--- BEGIN Records to process ---

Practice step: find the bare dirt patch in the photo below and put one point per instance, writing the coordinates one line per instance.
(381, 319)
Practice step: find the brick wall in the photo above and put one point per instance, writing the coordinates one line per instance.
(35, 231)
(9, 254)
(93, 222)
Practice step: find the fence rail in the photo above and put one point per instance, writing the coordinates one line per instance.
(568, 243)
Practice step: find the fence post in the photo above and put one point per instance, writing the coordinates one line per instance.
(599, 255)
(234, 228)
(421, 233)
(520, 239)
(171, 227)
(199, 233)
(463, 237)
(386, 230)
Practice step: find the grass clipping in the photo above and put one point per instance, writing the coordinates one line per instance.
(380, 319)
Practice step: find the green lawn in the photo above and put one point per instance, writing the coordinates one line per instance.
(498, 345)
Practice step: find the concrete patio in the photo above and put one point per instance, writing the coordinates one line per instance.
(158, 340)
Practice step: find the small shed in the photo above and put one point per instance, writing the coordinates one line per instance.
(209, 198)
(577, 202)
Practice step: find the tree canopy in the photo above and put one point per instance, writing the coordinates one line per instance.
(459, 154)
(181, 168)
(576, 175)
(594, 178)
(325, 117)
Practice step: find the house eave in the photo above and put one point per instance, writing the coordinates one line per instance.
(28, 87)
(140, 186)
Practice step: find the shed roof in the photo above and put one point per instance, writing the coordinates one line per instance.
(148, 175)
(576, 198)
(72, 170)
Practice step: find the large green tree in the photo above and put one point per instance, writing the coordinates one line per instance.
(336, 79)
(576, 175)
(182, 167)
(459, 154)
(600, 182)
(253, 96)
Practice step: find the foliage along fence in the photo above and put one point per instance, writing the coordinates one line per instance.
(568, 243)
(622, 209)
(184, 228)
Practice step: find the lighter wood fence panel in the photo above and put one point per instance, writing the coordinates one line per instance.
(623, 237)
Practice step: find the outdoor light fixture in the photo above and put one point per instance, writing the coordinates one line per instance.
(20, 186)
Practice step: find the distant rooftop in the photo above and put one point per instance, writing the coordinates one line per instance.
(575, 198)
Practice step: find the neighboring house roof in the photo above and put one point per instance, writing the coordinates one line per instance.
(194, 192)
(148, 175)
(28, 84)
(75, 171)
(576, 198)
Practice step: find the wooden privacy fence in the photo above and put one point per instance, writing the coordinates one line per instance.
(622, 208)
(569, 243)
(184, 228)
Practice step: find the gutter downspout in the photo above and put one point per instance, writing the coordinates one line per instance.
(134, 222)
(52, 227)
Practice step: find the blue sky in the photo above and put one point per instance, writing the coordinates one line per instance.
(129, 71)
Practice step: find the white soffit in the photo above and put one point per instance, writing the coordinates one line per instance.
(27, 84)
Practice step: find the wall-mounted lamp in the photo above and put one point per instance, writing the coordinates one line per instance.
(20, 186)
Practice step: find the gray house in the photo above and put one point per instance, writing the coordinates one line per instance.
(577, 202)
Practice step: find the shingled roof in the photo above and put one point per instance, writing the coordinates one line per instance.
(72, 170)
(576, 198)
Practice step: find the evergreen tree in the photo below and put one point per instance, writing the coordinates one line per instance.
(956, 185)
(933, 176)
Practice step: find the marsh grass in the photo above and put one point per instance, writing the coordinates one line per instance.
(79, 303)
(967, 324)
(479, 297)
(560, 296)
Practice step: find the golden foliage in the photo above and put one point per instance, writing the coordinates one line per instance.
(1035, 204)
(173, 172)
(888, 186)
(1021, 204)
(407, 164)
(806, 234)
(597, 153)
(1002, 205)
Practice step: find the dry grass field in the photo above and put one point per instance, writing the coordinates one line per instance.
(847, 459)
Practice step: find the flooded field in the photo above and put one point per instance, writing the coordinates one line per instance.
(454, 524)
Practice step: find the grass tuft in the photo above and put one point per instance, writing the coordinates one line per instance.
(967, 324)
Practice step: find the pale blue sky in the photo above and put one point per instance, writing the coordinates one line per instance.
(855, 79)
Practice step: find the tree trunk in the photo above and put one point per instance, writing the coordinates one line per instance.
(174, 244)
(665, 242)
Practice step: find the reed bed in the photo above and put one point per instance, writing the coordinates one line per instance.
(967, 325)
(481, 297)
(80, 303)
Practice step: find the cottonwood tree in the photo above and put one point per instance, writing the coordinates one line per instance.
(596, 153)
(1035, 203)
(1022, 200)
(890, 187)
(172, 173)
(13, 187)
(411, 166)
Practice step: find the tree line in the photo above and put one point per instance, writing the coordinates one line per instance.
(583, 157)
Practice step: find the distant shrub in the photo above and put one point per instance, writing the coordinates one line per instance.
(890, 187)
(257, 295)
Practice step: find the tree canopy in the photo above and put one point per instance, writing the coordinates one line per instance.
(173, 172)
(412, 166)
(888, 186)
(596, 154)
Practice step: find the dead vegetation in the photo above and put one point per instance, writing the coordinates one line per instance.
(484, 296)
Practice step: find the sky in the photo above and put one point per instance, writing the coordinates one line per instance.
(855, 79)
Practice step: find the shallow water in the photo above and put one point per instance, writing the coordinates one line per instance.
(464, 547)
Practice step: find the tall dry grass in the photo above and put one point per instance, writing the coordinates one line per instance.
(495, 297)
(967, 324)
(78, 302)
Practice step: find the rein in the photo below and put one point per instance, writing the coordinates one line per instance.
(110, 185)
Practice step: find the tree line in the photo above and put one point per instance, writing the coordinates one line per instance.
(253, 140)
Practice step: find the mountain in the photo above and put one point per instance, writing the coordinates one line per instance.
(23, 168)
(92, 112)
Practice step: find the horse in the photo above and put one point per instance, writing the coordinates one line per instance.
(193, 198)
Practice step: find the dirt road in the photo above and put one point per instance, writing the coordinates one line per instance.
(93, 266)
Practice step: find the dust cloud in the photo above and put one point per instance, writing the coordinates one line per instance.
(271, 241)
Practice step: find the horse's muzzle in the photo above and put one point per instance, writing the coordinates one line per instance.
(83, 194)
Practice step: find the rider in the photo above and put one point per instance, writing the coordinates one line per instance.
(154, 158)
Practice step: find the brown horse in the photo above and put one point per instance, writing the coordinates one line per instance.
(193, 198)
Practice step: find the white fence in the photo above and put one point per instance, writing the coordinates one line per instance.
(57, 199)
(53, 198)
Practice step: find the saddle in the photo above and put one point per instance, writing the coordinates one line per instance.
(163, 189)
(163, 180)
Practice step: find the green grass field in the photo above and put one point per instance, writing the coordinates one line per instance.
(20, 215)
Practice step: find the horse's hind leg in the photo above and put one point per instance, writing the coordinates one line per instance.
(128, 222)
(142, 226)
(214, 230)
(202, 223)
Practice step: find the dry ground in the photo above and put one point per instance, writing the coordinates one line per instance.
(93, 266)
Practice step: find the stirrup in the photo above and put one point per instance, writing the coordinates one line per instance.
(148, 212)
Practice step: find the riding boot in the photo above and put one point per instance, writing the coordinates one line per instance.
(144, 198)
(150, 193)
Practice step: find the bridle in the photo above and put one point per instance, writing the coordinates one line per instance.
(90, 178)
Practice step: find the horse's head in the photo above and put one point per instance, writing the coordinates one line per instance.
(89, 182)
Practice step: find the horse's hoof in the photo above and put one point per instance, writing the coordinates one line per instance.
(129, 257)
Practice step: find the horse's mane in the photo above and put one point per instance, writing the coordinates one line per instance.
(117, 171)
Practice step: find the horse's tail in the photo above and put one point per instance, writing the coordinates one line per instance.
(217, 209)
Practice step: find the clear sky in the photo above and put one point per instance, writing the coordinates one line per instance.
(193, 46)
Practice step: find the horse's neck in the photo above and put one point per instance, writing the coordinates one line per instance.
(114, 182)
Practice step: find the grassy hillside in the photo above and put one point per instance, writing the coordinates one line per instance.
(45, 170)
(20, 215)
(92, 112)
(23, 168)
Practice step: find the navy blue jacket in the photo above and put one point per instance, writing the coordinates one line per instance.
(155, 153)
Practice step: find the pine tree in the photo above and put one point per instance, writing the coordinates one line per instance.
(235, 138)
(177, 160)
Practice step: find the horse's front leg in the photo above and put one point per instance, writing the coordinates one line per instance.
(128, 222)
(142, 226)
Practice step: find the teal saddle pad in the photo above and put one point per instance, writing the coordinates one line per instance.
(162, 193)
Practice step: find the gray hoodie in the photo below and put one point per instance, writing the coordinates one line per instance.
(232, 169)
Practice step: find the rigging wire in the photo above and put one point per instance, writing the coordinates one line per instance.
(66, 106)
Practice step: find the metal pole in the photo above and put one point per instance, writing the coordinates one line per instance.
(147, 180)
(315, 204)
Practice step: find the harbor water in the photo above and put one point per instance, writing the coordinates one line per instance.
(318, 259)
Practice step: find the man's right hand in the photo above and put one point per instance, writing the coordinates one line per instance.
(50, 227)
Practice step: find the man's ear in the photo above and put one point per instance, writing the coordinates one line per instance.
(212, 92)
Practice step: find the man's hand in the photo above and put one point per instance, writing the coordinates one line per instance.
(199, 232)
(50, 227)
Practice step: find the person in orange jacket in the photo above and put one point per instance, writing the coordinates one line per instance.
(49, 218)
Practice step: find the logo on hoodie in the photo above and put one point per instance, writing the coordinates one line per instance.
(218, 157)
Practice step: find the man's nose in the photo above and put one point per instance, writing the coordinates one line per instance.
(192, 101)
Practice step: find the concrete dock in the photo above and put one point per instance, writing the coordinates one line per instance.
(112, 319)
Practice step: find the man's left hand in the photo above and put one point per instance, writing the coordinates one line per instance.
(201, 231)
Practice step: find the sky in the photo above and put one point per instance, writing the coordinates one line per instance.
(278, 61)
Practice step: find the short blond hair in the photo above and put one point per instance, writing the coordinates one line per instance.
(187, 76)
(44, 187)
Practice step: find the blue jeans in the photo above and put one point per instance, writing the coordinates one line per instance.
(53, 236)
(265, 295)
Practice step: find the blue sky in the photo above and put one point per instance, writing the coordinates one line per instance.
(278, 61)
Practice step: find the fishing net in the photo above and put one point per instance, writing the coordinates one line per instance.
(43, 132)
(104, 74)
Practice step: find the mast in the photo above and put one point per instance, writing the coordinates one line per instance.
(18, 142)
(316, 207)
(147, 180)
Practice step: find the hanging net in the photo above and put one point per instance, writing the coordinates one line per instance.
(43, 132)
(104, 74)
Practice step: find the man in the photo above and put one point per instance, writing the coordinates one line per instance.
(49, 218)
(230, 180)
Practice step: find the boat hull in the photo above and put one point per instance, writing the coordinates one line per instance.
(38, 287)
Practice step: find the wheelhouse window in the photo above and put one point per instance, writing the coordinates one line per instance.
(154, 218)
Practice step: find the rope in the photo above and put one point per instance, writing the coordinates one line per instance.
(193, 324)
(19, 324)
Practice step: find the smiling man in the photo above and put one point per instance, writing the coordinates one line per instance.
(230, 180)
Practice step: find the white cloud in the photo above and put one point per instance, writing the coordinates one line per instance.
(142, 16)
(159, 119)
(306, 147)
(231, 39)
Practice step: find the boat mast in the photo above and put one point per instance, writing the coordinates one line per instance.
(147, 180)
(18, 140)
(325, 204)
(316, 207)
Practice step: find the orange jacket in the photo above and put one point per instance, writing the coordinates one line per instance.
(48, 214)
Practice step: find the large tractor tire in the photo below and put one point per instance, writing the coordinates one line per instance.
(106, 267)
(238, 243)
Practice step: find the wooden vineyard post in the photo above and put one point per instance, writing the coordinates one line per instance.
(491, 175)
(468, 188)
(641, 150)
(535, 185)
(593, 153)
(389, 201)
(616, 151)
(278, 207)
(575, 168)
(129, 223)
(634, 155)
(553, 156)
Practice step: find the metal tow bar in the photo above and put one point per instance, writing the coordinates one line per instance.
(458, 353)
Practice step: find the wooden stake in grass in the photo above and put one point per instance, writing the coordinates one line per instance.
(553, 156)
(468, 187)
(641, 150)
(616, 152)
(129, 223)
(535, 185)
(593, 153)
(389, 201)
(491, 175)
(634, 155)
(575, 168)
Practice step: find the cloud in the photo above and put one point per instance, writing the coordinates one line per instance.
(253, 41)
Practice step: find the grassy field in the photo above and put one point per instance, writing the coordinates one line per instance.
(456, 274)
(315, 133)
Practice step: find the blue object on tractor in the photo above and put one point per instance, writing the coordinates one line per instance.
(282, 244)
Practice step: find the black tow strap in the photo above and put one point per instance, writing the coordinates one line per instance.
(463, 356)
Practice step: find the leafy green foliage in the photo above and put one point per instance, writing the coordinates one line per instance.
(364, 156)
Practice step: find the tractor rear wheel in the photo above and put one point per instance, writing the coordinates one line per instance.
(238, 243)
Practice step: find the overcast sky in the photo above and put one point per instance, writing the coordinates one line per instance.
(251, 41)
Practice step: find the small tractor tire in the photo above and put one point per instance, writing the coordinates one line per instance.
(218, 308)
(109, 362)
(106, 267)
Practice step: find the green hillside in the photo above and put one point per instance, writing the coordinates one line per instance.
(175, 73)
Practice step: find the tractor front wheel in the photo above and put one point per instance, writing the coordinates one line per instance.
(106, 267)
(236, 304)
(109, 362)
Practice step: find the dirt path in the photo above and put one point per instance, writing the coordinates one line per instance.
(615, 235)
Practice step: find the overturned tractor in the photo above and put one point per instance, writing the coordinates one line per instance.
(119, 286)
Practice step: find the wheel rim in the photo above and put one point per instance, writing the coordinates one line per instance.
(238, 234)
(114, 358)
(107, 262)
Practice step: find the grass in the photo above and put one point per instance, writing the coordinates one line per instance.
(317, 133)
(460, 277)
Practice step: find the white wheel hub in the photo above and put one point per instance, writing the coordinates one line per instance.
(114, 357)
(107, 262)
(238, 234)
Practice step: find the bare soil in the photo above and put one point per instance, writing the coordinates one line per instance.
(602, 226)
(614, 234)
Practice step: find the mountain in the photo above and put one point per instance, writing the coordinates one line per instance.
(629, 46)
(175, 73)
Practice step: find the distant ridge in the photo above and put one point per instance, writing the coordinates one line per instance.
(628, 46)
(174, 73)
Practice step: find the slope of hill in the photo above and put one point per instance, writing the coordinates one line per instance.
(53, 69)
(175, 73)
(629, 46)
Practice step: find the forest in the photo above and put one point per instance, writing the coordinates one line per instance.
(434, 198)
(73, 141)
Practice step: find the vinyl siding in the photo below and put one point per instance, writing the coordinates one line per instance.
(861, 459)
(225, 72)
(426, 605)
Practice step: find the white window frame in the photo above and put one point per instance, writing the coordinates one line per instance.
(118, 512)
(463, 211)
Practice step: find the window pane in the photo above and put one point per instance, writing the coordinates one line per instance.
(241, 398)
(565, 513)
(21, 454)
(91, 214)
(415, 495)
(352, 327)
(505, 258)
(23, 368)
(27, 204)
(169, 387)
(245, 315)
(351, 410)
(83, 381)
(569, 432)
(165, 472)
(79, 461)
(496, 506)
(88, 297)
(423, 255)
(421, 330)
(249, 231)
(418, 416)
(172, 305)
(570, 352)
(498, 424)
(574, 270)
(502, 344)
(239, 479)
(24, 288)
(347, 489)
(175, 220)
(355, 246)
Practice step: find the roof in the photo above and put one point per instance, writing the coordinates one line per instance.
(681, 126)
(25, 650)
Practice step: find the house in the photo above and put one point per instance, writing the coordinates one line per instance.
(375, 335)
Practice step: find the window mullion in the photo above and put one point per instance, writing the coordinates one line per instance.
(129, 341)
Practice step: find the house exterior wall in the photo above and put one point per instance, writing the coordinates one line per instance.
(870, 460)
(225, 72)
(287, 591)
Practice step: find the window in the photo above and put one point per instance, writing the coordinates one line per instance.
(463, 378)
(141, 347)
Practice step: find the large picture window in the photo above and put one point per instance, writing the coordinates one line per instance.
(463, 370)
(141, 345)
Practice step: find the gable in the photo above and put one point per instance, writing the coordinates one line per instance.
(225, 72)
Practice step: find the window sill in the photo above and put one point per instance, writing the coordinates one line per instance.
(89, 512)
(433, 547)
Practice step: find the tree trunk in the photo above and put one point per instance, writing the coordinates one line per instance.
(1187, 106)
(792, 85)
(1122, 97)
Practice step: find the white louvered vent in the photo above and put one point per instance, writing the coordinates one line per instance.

--- END Records to process ---

> _What needs to be done_
Write out, word for word, the line containing "Practice step: find the gable" and every line after it to the end of the data above.

> _Solution for this exercise_
Practice step: find the gable in the photo above and put one point per instance, writing the coordinates one line per instance.
(225, 72)
Practice step: find the window sill in the photo above and put one point per instance, writing the coordinates one line per instance.
(89, 512)
(433, 547)
Practice step: find the tree trunk in the photo above and put one point per instance, writing the coordinates one line per instance.
(1187, 106)
(792, 85)
(1122, 97)
Practice step: find the white louvered vent in the photo above and put one point per instance, writing the coordinates one line per instance.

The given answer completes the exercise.